* BEGIN PASSAGE GIVEN *

I am editing on the screen _and_ on paper. Despite the excellence of my equipment, my print display is still superior to my screen display. But there are types of editing which are better done on screen. Spell-checking is an obvious instance of this, but there are other types of editing which are better done on screen.

==============================

From: Rich Berman <rich@interport.net>

I see things like puncutation and misspellings more easily in hard copy, but also sentence structure. Things like too many short sentences together, or too many compounds etc. I also find them easier to correct in hard copy, with pen and paper.

Is it possible that this is because with hard copy you can compare new with old. When you make a correction on the screen, you see only the new. When on hard copy on the other hand, both are there, the original typed, and the new in pen and ink, (and somewhat in the imagination.)

certain media allow us to see some things more clearly than others, although I have read advice to writers that suggested that saving all the material that we cut helps us experience it as not lost, and therefor feel no sense of loss. That might support your idea, Roy.

==============================

From: <Robert_P_KOLKER@umail.umd.edu>

Ive had similar experiences as Roy Johnson of written text on and off the page. Ive done a number of books which Ive edited entirely on screen, and which looked just fine when they got to print. However, in the instances when I do print out a text to edit, I see things–nuances of word patterns, mostly–that I miss on the screen. Whats happening I think, is a holdover from pre-computer days (yes, I’m a middle-aged early adopter, or is it adapter?). I still find the printed word of a different texture than the word on CRT. I find this neither good nor bad. While I cannot read large amounts of text on the screen, I can write them. And edit them. A different kind of fine tuning comes when I hold the words in my hand.

==================

From: Eric Johnson <johnsone@dsuvax.dsu.edu>

I write and edit on a computer screen, but when I think the document is in final form and print it, I want to make more revisions. The reason may simply be that it is much easier to see more of the document at one time when it is printed on paper.

Now, as graphic word processors attempt to present on the screen what will be printed (WYSIWYG), we may end up doing more — not less — editing on paper since a monitor that displays WYSIWYG type in reasonable size often cannot display a whole line at one time.

Regardless of whether WYSIWYG word processing will result in more editing on paper, it may be a step backward for careful writers: good writers want to focus on the words, the language, but WYSIWYG forces writers to pay more attention to the appearance of the letters and lines (not to mention the temptation the tool bars offer of fooling around with fonts, etc.)

========================

From: “R. Allan Reese” <R.A.Reese@gri.hull.ac.uk>

I agree with other contributors that, despite twenty years of writing on screens (yes, honest, I was using a single-user mini-computer in the mid 70s and previously used a mainframe editor), I still have to at some stage revise on a print-out. I suggest that having a small window on the screen tends to make one focus on micro-revision – getting the words right in each sentence. I can also read through and consider the linear logic on screen. However, with the print out I will look backwards and forwards, review the overall structure, and the “feel”. Since the “reader” will usually be given a paper copy, I need to see the same.

* END PASSAGE GIVEN *
* BEGIN STORED RECORDS *

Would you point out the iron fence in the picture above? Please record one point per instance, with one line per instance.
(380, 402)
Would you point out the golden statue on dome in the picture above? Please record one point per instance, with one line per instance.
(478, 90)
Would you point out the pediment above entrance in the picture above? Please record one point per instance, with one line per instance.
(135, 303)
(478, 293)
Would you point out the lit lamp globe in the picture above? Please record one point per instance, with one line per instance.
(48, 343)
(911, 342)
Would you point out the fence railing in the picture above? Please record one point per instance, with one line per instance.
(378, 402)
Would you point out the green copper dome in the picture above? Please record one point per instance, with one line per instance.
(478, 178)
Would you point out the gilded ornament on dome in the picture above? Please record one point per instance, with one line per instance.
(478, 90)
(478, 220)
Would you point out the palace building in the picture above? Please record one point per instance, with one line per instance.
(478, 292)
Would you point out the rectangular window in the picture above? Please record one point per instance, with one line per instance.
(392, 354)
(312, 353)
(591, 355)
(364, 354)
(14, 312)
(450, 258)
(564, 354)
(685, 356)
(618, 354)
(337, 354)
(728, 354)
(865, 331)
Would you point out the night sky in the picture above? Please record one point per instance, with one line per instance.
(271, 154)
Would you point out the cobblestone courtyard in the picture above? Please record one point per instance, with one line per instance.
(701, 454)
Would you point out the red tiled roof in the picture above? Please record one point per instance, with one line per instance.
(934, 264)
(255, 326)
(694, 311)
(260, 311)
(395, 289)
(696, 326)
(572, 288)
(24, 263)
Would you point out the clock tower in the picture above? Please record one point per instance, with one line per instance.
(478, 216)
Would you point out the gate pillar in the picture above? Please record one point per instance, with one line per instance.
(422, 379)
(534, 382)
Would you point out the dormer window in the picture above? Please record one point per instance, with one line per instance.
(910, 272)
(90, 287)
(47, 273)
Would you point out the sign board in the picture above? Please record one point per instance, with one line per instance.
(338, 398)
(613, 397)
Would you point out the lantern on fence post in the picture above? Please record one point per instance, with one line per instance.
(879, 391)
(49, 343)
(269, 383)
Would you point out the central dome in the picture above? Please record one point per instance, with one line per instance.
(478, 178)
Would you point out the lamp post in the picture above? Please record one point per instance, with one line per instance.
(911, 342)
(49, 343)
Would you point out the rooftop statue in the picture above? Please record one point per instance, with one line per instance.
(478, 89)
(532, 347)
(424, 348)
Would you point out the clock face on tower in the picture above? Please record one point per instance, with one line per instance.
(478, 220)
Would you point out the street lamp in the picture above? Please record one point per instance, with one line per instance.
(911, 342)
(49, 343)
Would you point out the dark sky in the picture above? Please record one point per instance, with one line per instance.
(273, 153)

* END STORED RECORDS *

### WHAT YOU WILL DO
**1.** In the discussion of editing on screen and on paper, why does Eric Johnson think WYSIWYG word processors may lead to more editing on paper, not less? Answer in one to three sentences.
**2.** Answer these about the discussion of editing on screen and on paper:
(a) Besides punctuation and misspellings, what does Rich Berman say he sees more easily in hard copy?
(b) In R. Allan Reese's view, what kind of revision does a small window on the screen make one focus on?
(c) When was R. Allan Reese using a single-user mini-computer?

### LIST OF SOLUTIONS
**1.** A monitor that displays WYSIWYG type at a reasonable size often cannot show a whole line at one time.

**2.**
(a) Sentence structure, such as too many short sentences together or too many compounds.
(b) Micro-revision: getting the words right in each sentence.
(c) In the mid 70s.